#### WHAT TO PRODUCE:
Give every line of the entries below as a numbered list, leaving out blank lines.

## Begin INFORMATION GIVEN

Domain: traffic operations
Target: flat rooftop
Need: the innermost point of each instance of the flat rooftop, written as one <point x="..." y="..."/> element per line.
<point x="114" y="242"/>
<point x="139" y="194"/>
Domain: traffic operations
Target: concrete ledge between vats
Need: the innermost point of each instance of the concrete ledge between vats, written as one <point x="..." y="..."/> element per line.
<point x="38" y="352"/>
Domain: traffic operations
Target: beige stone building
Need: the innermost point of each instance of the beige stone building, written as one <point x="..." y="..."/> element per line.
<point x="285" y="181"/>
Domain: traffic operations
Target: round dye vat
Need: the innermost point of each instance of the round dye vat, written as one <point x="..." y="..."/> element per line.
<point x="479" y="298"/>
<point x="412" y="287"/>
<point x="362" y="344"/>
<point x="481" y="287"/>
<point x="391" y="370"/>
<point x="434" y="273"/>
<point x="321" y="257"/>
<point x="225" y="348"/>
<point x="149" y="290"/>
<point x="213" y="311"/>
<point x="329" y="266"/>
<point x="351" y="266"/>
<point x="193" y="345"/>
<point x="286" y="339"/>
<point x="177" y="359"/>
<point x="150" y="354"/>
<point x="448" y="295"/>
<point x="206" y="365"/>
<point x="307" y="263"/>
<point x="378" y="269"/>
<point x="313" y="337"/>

## End INFORMATION GIVEN

#### PROBLEM SOLUTION:
1. Domain: traffic operations
2. Target: flat rooftop
3. Need: the innermost point of each instance of the flat rooftop, written as one <point x="..." y="..."/> element per line.
4. <point x="114" y="242"/>
5. <point x="139" y="194"/>
6. Domain: traffic operations
7. Target: concrete ledge between vats
8. Need: the innermost point of each instance of the concrete ledge between vats, written as one <point x="..." y="..."/> element per line.
9. <point x="38" y="352"/>
10. Domain: traffic operations
11. Target: beige stone building
12. Need: the innermost point of each instance of the beige stone building, written as one <point x="..." y="..."/> element per line.
13. <point x="285" y="181"/>
14. Domain: traffic operations
15. Target: round dye vat
16. Need: the innermost point of each instance of the round dye vat, written as one <point x="..." y="..."/> element per line.
17. <point x="479" y="298"/>
18. <point x="412" y="287"/>
19. <point x="362" y="344"/>
20. <point x="481" y="287"/>
21. <point x="391" y="370"/>
22. <point x="434" y="273"/>
23. <point x="321" y="257"/>
24. <point x="225" y="348"/>
25. <point x="149" y="290"/>
26. <point x="213" y="311"/>
27. <point x="329" y="266"/>
28. <point x="351" y="266"/>
29. <point x="193" y="345"/>
30. <point x="286" y="339"/>
31. <point x="177" y="359"/>
32. <point x="150" y="354"/>
33. <point x="448" y="295"/>
34. <point x="206" y="365"/>
35. <point x="307" y="263"/>
36. <point x="378" y="269"/>
37. <point x="313" y="337"/>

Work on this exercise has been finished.